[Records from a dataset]

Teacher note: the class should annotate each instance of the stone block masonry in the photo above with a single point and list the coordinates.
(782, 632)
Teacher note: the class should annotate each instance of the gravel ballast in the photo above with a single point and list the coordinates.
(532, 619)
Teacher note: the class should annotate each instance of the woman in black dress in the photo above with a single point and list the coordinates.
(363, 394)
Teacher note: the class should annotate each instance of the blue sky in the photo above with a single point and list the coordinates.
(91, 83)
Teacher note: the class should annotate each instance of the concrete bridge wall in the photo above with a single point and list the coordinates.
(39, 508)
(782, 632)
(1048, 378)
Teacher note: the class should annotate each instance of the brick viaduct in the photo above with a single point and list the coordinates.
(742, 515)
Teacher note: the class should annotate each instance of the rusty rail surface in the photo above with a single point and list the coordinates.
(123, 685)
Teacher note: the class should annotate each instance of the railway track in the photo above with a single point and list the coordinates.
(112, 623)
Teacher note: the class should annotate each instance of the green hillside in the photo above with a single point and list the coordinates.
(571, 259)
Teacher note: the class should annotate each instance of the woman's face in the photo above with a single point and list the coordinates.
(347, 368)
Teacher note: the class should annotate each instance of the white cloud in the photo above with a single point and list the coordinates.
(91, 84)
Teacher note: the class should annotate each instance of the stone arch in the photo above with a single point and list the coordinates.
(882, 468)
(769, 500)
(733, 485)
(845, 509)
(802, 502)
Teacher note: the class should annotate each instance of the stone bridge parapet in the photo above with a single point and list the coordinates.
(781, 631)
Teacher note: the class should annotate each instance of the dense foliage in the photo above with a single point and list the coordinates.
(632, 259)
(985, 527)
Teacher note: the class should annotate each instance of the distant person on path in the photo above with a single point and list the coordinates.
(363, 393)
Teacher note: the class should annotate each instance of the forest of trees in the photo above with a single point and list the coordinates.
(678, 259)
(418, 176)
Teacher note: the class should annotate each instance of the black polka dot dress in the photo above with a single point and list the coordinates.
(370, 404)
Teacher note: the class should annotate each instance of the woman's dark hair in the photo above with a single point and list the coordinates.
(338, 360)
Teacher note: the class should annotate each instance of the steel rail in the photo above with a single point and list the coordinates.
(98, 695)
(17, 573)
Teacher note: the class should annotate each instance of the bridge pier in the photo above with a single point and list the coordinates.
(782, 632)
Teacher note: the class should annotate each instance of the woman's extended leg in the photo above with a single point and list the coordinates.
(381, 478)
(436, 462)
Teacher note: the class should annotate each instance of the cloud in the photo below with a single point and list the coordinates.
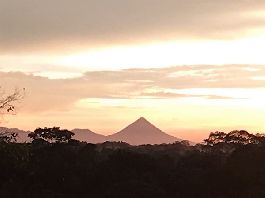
(39, 24)
(45, 94)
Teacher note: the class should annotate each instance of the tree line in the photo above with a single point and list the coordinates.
(54, 165)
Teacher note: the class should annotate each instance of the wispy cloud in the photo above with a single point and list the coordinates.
(53, 94)
(37, 24)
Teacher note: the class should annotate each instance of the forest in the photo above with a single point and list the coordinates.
(54, 165)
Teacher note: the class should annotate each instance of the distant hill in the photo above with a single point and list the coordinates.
(139, 132)
(86, 135)
(22, 135)
(142, 132)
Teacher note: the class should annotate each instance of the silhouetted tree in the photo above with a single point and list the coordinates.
(7, 100)
(215, 138)
(8, 137)
(51, 135)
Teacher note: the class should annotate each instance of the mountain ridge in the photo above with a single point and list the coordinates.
(139, 132)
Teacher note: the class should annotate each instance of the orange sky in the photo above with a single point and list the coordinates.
(189, 66)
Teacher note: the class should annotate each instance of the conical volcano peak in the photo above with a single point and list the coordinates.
(142, 132)
(142, 119)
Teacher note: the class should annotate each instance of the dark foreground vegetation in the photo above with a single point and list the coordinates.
(54, 165)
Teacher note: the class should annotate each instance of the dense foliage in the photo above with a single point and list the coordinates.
(217, 169)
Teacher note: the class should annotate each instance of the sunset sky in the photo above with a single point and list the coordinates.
(188, 66)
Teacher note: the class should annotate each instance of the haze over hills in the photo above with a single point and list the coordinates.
(139, 132)
(87, 135)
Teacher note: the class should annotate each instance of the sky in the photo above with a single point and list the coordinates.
(188, 66)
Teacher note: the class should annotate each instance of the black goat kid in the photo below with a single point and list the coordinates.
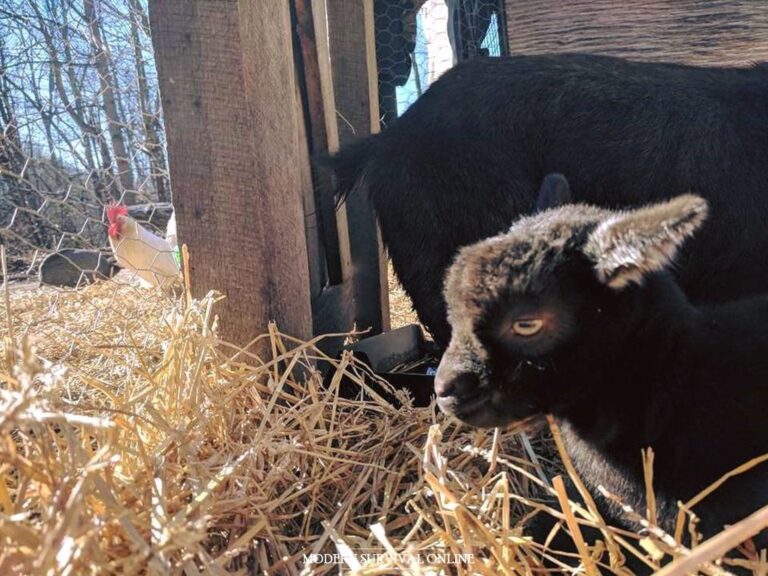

**Exercise task**
Reproduce every line of the data above word for word, omitting the pictures.

**Full solution**
Teacher note: the class should annotate each instance of the stone block masonry in the photo above with a single point and list the coordinates.
(782, 632)
Teacher note: the class should annotate each instance of the gravel ballast in the photo above with a single point and list the coordinates.
(532, 619)
Teacher note: the class should annotate each instance of the woman in black dress in the photo above with a single point and list the coordinates.
(363, 394)
Teacher note: the class should annotate each instance of the blue sky in the photo above with a single point and list the coordinates.
(91, 83)
Teacher note: the class should annotate each instance of the concrete bridge wall in the photo above with a single point and list the coordinates.
(39, 508)
(782, 632)
(1048, 378)
Teacher note: the class should annotate each instance of the brick viaduct in the photo above with a single point and list the coordinates.
(742, 515)
Teacher note: the class should annotate each instance of the rusty rail surface in the photo above with a single point and list the coordinates.
(123, 685)
Teacher note: the class should annotate each instance of the railway track in the photo above with a single point and list the coordinates.
(112, 623)
Teacher note: the class should annotate each instance of the green hillside in the photo above with a single point and list the coordinates.
(571, 259)
Teacher note: the class should annotate each instance of the woman's face in the photo above with a single point and list the coordinates.
(347, 368)
Teacher note: the class should annotate each instance of the white cloud in the photo above with a single point and list the coordinates.
(91, 84)
Teacher note: the class should annotate each instance of the stone arch in the photo above with a single point and list the coordinates.
(882, 468)
(769, 500)
(733, 485)
(845, 509)
(802, 502)
Teacher note: the class should annotate each instance of the stone bridge parapet in the photo above with a single point and list the coordinates.
(781, 631)
Teacher note: the class should annotate each instance of the dense foliage in the photo above with a single point and list the coordinates.
(632, 259)
(985, 527)
Teacher note: the class should annotate each instance of the distant person on path in the photo above with a single point and list the coordinates.
(363, 393)
Teacher note: the class should annotate each instance of the forest of trees in the photo above with a single point and list the coordinates.
(678, 259)
(418, 176)
Teacher note: the class should annotate each instance of the black polka dot dress in the photo above with a single point and list the coordinates.
(370, 404)
Teacher note: the class should annotate each instance of the woman's dark hair in the photo above with a single point and list the coordinates.
(338, 360)
Teacher note: the class should annotate each instance of the steel rail in the photo above with a single point and list the coordinates.
(98, 695)
(17, 573)
Teacher note: the class should annotate each instance of the bridge pier in the photo above with a single point and list the coordinates.
(782, 632)
Teacher note: the class should annotate each instance of the woman's extended leg in the photo above with a single point and list the coordinates.
(381, 478)
(436, 462)
Teacher note: the class should annotate each instance of the cloud in the photo below with a single point and list the coordinates.
(39, 24)
(45, 94)
Teacher note: the class should annotate each instance of the tree line in the photo above with a single point and list the coordinates.
(54, 165)
Teacher note: the class should annotate each instance of the wispy cloud in the photo above with a single point and list the coordinates.
(53, 94)
(37, 24)
Teacher note: the class should annotate each instance of the forest in the photo above with a single point and list the coordinates.
(54, 165)
Teacher note: the class should annotate each instance of the distant hill in the photo above with a single point and list the coordinates.
(139, 132)
(86, 135)
(22, 135)
(142, 132)
Teacher note: the class should annotate each instance of the silhouetted tree in the photo above with a single point and list the coordinates.
(7, 100)
(215, 138)
(8, 137)
(51, 135)
Teacher note: the class should annotate each instance of the mountain ridge in the photo above with a single point and list the coordinates.
(139, 132)
Teacher note: the class should annotate each instance of the orange sky in the photo above with a single point and list the coordinates.
(189, 66)
Teacher note: the class should annotate each instance of the conical volcano peak in the photo above with a single point and list the coordinates.
(142, 132)
(142, 119)
Teacher note: the class should annotate each instance of the dark foreground vegetation in the photo above with a single point and list the coordinates.
(54, 165)
Teacher note: the class should annotate each instance of the dense foliage in the photo above with a single point and list the coordinates.
(217, 169)
Teacher note: the class should annotate each instance of the sunset sky in the photo above with a single point and list the coordinates.
(188, 66)
Teacher note: the class should annotate each instance of the haze over hills in the photo above with a single point and list the coordinates.
(139, 132)
(87, 135)
Teacher note: the class should annotate each instance of the sky in the photo above with a single point and list the coordinates.
(188, 66)
Teacher note: the class should annotate each instance of the black goat kid in the photo below with a single point and list the coordinates.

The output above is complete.